Written request -> In the entries below, swap every "even-odd" for "nonzero" and give all the lines again, otherwise unchanged.

++++

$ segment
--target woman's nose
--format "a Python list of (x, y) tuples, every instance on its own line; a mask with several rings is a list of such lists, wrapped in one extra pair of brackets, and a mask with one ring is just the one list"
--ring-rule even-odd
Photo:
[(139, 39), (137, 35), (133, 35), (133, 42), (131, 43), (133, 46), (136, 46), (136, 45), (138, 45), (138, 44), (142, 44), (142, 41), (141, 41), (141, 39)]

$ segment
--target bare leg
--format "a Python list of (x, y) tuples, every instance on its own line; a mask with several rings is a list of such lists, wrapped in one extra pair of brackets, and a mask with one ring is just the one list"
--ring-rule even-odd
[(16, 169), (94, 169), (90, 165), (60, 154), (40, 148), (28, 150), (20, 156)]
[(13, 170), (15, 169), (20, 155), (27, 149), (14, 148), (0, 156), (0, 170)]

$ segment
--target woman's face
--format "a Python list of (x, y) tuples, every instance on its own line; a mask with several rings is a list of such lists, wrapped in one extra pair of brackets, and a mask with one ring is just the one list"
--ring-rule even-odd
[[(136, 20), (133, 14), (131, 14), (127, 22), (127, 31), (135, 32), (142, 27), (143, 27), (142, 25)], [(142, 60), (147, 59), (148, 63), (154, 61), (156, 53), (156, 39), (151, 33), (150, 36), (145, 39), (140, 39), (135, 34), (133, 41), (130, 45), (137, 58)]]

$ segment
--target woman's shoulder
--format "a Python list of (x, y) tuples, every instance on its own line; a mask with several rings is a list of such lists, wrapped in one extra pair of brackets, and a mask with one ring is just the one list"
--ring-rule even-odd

++++

The solution ->
$ segment
--target woman's nose
--format "a Python list of (x, y) tuples, every instance on its own line; a mask with several rings is a list of such lists, wrapped in one extra pair of brackets, and a mask with one ring is just the one list"
--ring-rule nonzero
Photo:
[(139, 39), (137, 35), (133, 35), (133, 42), (131, 43), (133, 46), (136, 46), (136, 45), (138, 45), (138, 44), (142, 44), (142, 41), (141, 41), (141, 39)]

$ segment
--target bare leg
--format "a Python list of (x, y) tuples, every instance on its own line; a mask with several rings is a list of such lists, wrapped in one extra pair of brackets, and a mask with one ring is just the one list"
--ring-rule nonzero
[(16, 169), (94, 169), (90, 165), (60, 154), (40, 148), (28, 150), (20, 156)]
[(13, 170), (15, 169), (20, 155), (27, 149), (14, 148), (0, 156), (0, 170)]

$ segment
--target woman's face
--format "a Python list of (x, y) tuples, every instance on its own line; a mask with several rings is a list of such lists, wrapped in one extra pair of brackets, and a mask with one ring is just the one list"
--ring-rule nonzero
[[(136, 20), (133, 14), (131, 14), (127, 22), (127, 31), (135, 32), (142, 27), (143, 27), (142, 25)], [(142, 60), (147, 59), (148, 63), (154, 61), (156, 53), (156, 39), (151, 33), (150, 36), (145, 39), (140, 39), (135, 34), (133, 41), (130, 45), (137, 58)]]

$ segment
--target woman's shoulder
--format "a Python list of (x, y) tuples, every instance on its own line; a mask with several rings is a list of such lists, wrapped in one extra pair of brackets, and a mask with one ring is just the one list"
--ring-rule nonzero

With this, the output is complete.